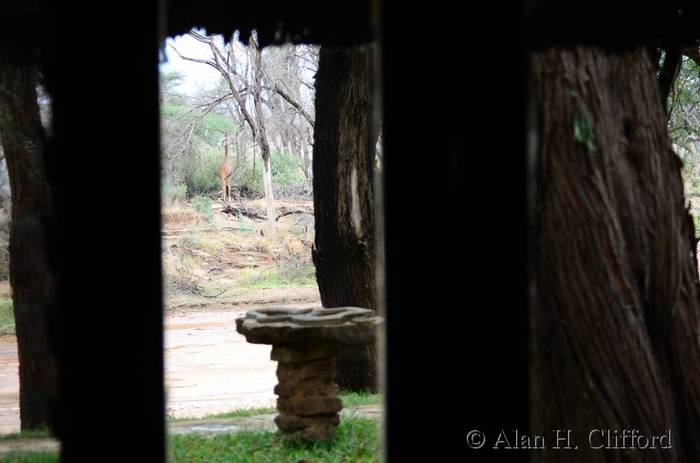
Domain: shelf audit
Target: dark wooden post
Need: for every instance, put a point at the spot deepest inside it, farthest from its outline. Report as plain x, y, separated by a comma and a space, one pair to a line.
101, 70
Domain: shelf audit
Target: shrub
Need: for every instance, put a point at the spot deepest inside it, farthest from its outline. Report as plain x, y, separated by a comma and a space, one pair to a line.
174, 193
202, 173
202, 204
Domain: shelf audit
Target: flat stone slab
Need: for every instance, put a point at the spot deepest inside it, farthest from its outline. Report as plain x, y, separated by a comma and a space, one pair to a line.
284, 326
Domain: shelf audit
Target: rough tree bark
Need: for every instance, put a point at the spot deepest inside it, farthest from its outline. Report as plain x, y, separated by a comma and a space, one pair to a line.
614, 291
32, 281
261, 136
343, 161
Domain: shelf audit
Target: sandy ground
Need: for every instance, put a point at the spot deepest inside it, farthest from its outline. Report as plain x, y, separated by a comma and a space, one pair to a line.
210, 368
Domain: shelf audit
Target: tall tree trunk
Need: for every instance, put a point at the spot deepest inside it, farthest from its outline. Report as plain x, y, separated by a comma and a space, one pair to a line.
32, 281
261, 134
614, 291
343, 155
269, 197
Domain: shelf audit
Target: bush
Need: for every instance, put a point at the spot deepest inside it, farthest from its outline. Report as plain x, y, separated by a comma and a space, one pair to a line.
174, 193
202, 173
287, 177
202, 204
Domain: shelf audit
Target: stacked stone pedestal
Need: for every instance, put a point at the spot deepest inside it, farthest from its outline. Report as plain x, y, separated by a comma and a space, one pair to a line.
308, 400
305, 343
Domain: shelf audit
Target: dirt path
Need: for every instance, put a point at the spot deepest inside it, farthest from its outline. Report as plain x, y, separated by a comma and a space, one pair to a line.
210, 368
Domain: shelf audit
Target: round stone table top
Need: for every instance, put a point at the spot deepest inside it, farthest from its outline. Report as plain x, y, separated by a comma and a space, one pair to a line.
281, 326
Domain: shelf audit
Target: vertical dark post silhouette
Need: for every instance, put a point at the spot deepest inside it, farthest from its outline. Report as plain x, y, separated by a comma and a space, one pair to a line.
32, 279
343, 167
104, 167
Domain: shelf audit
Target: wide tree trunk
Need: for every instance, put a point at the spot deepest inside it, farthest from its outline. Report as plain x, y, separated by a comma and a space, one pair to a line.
32, 281
343, 160
614, 287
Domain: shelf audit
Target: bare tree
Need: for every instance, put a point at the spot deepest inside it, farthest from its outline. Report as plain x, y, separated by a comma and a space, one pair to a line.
271, 97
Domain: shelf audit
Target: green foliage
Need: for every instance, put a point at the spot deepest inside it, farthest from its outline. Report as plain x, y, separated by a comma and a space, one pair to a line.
202, 204
583, 128
285, 172
7, 317
357, 399
30, 457
202, 172
286, 169
357, 440
278, 277
28, 434
174, 193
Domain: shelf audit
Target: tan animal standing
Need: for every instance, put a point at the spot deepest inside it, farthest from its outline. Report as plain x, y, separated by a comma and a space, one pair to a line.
225, 173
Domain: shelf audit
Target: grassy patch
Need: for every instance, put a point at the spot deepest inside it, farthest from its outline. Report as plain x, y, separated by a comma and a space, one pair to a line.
350, 399
7, 318
357, 399
244, 412
29, 457
357, 440
32, 434
278, 277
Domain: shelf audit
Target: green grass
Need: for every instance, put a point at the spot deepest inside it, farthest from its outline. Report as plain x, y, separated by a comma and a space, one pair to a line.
7, 318
32, 434
29, 457
357, 399
357, 440
350, 399
278, 277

*Exercise prompt:*
Wherever the word "tree" appears in a line of the data above, copy that line.

*Written solution:*
Target: rough tree bark
Target: tall tree trunk
Target: wide tree trunk
Target: bare tree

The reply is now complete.